:: Exercise materials ::
■ ■ ■
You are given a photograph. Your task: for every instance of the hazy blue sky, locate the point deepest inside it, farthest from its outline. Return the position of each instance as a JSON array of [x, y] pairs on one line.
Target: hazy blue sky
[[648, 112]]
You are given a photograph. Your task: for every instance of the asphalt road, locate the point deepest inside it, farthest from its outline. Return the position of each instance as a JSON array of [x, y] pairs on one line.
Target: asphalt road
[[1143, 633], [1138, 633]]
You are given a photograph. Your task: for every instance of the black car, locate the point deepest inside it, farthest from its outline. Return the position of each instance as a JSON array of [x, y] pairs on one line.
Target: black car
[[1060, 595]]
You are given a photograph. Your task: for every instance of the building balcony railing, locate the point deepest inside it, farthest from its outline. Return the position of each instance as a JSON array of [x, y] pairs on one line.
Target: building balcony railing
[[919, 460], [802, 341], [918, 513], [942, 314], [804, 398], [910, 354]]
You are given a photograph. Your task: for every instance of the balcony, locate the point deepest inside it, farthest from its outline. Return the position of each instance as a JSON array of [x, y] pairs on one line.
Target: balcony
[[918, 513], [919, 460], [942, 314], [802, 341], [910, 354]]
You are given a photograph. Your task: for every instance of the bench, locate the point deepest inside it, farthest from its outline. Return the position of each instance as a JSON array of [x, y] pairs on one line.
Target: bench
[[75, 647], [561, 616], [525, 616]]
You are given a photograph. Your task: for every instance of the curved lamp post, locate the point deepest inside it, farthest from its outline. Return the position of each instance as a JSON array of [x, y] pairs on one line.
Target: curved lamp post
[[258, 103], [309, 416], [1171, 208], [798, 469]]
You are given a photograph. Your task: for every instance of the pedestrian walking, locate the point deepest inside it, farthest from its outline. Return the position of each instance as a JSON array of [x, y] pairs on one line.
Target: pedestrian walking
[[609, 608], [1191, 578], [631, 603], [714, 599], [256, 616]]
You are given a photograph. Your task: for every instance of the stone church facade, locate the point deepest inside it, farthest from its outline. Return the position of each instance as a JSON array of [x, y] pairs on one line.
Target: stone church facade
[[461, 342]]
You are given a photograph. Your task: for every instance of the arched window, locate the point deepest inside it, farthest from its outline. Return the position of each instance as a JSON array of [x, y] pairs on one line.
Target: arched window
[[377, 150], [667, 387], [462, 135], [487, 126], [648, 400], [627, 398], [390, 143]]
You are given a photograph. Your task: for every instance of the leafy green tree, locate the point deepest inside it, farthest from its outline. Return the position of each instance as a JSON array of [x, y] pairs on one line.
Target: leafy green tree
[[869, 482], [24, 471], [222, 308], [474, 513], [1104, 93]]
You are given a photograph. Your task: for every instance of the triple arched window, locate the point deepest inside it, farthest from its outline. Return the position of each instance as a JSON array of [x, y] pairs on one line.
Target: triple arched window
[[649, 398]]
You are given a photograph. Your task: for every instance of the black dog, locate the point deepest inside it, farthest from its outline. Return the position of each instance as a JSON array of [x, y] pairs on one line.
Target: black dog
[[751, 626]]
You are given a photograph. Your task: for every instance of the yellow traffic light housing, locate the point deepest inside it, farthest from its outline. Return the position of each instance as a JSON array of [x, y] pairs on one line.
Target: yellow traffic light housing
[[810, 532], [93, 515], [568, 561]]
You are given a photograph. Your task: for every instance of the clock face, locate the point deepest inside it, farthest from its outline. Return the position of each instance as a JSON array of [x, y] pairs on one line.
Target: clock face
■ ■ ■
:: Work to do ::
Convert all the rows above into a numbered list with one line per item, leaving out any blank lines.

:: Reply to the task ::
1. You are given a photograph. Your task: for every instance of the hazy blue sky, locate the point deepest inside it, farthest from its outline. Return the position of each instance as a JSON array of [x, y] pairs on one line.
2. Target: hazy blue sky
3. [[648, 112]]
4. You are given a photograph. Your task: for every instance of the asphalt road, locate the point deepest inside it, farthest from its outline. Return the position of each instance as a JSON array of [x, y] pairs on one line.
5. Target: asphalt road
6. [[1143, 633], [1138, 633]]
7. You are given a photograph. Your task: for every instance of the black car, locate the point deepest inside it, farthest from its outline. Return the position of each instance as a JSON array of [x, y] pairs on one line.
8. Target: black car
9. [[1060, 595]]
10. You are given a photograph. Your task: for every instance of the building balcony railing, locate the point deepest inside it, farthest from its outline. Return the position of each instance as a JSON array of [x, y] pairs on one line.
11. Target: building balcony railing
12. [[919, 460], [802, 341], [918, 513], [942, 314], [804, 398], [910, 354]]
13. You are given a photograph. Your task: for every instance of the balcony, locate the point deepest inside it, farthest from its outline. Return the position of each instance as a JSON array of [x, y] pairs on one line.
14. Target: balcony
15. [[918, 513], [919, 460], [942, 314], [802, 341], [910, 354]]
16. You are given a photograph. Your task: for every instance of the bench, locate the point deepest inside it, farthest from its outline. Return the position of each instance as a JSON array of [x, y] pairs on one line.
17. Target: bench
18. [[75, 647], [561, 616], [525, 616]]
19. You are given a photograph. Your task: for every instance of the curved lamp post, locate the point deepest inside it, farthest from its outline. Return the position of each instance as a JSON array of [x, y] pairs on one line.
20. Target: curved lamp post
21. [[258, 103], [309, 416], [1171, 208], [798, 469]]
22. You are given a photograph. Your task: for every instance of the pedestrian walking, locate the point deepest inside it, farthest from its outline. Return the position of each instance as a JSON array of [x, y] pairs on one line.
23. Target: pedestrian walking
24. [[609, 608], [1191, 578], [631, 603], [714, 599], [256, 616]]
25. You are given a photograph. Your task: for every instance of the stone church facade, locate the point deepest inside it, farthest from its outline. Return the position of each instance as a JSON array of [x, y] pairs on one line.
26. Target: stone church facade
27. [[461, 342]]
28. You are given a photograph. Your task: for every instance of the arched window, locate the point deepest inside it, farthest from its outline. Return the position of each instance as a JSON array of [x, y] pairs on one line.
29. Target: arched window
30. [[377, 150], [667, 387], [462, 135], [487, 126], [648, 400], [627, 398], [390, 143]]
31. You are given a photograph. Your task: for every instance of the leafy green tree, locate the point deepest inside it, farthest from its outline. Return the position of each instance as a JSON array of [x, y] pairs on one line.
32. Target: leafy green tree
33. [[869, 482], [24, 471], [222, 308], [474, 513], [1104, 93]]
34. You are given a photograph. Your task: for every instance of the triple arched window, locate the point deepest inside it, farthest from its outline. Return the position of each instance as a JSON array of [x, y] pairs on one line.
35. Target: triple arched window
36. [[649, 398]]
37. You are given a photograph. Your task: for every instance of the black dog, locate the point deepest inside it, farthest from its outline. Return the position of each instance as a JSON array of [x, y] pairs on one line.
38. Target: black dog
39. [[751, 626]]
40. You are given a photograph. Your task: for every instance of the yellow traffic light housing, locate the point deepest inside it, farthest from its outline. Return the position of each instance as a JSON array of [x, y] pairs on one line.
41. Target: yellow traffic light housing
42. [[810, 532], [93, 515], [568, 561]]
43. You are given a photograph. Your task: for every instance of the clock face, locate the point deepest inside it, farthest from its outline. Return the position of each instance as a JSON array of [x, y] pairs on one line.
44. Target: clock face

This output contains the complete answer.